Ricopia alla lettera il brano sulla Confessione, cominciando da «Poiché la Chiesa» e finendo con «(Omelia sul Levitico).».

* **Brano del documento**:
----------------
Poiché la Chiesa deve realizzare la sua missione sino alla fine del mondo, è naturale che gli apostoli abbiano a loro volta trasmesso questo incarico ai loro successori, ai vescovi, che lo esercitano personalmente o mediante coloro che con il sacramento dell’Ordine partecipano del loro ministero, cioè i sacerdoti.
 

La pratica della Confessione nei primi secoli cristiani

Questa consapevolezza è chiara sin dalle prime generazioni cristiane. Nella prima metà del III secolo il grande teologo Origene spiega che i peccatori sono incatenati ai loro peccati «sino a quando non li sciolgono, per volere di Gesù, quelli che ne han-no la facoltà» (Omelia su Lazzaro) e chi siano questi è chiaro quando dice: «Il peccatore non deve arrossire quando indica al sacerdote del Signore il suo peccato e ne riceve la medicina» (Omelia sul Levitico).
----------------
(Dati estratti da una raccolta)
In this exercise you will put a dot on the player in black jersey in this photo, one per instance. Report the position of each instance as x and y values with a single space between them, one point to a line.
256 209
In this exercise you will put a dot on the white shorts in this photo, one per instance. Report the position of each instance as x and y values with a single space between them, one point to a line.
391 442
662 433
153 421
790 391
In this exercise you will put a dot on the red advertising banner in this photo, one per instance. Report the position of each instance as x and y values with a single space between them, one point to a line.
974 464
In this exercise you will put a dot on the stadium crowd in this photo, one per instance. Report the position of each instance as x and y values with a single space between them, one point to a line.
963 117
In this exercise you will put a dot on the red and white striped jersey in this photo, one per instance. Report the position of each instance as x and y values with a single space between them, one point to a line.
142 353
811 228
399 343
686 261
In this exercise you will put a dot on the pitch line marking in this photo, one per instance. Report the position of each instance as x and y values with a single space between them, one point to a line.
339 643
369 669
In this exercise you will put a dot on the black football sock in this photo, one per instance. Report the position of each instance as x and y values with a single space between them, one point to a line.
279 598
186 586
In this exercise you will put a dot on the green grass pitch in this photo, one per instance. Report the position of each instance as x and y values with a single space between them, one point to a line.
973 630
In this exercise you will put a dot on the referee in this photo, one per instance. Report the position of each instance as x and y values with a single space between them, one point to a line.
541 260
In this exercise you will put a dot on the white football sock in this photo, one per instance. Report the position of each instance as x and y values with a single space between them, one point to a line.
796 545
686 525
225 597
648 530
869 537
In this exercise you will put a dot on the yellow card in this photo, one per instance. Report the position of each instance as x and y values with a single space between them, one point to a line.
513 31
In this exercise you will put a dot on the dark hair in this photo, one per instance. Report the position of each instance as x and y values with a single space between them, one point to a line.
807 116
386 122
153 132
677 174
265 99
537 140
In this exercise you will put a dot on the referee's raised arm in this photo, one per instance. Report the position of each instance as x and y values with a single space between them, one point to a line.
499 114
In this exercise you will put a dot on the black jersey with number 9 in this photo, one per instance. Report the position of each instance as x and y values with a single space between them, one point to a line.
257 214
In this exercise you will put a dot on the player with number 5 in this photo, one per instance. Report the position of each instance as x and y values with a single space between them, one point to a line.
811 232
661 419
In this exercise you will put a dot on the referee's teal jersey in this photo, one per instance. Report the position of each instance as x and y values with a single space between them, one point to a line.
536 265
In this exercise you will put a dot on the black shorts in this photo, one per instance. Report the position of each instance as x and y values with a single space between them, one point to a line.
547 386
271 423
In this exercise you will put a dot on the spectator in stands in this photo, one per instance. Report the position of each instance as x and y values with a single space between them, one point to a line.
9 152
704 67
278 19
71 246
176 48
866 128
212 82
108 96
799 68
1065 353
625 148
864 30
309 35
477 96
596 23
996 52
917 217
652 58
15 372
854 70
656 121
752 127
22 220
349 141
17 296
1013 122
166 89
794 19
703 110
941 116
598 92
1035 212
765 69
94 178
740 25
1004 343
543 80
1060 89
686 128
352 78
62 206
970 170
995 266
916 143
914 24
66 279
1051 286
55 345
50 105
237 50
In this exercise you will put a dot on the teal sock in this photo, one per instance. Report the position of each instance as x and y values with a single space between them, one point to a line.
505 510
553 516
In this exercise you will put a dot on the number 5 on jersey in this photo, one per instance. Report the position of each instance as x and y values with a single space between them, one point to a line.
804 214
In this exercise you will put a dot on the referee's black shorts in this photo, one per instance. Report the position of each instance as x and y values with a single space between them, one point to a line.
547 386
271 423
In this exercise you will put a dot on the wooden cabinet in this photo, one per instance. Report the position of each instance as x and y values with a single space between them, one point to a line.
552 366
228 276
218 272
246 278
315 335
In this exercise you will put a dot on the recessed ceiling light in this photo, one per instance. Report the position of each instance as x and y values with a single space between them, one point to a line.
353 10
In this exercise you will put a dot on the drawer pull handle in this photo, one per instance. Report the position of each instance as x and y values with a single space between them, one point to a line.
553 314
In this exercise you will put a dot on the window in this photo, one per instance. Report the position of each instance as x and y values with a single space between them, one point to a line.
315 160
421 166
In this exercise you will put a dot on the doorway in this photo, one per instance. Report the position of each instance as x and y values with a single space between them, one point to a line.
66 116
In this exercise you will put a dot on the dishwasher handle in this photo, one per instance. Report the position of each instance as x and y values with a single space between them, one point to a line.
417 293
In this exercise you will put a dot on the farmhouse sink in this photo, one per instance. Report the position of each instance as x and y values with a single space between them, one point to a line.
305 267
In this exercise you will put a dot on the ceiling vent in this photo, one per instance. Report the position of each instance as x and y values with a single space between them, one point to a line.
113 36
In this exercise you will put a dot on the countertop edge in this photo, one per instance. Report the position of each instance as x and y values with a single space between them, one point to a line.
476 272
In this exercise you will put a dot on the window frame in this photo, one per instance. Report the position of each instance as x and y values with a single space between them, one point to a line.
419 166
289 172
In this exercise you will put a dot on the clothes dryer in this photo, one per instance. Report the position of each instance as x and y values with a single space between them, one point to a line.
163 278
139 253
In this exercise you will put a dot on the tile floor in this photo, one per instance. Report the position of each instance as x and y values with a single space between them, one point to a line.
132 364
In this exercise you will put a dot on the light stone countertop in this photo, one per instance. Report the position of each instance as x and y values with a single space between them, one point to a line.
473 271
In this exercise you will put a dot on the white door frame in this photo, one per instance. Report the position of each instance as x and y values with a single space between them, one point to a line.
----------------
* **Esito esercizio**:
Poiché la Chiesa deve realizzare la sua missione sino alla fine del mondo, è naturale che gli apostoli abbiano a loro volta trasmesso questo incarico ai loro successori, ai vescovi, che lo esercitano personalmente o mediante coloro che con il sacramento dell’Ordine partecipano del loro ministero, cioè i sacerdoti.
 

La pratica della Confessione nei primi secoli cristiani

Questa consapevolezza è chiara sin dalle prime generazioni cristiane. Nella prima metà del III secolo il grande teologo Origene spiega che i peccatori sono incatenati ai loro peccati «sino a quando non li sciolgono, per volere di Gesù, quelli che ne han-no la facoltà» (Omelia su Lazzaro) e chi siano questi è chiaro quando dice: «Il peccatore non deve arrossire quando indica al sacerdote del Signore il suo peccato e ne riceve la medicina» (Omelia sul Levitico).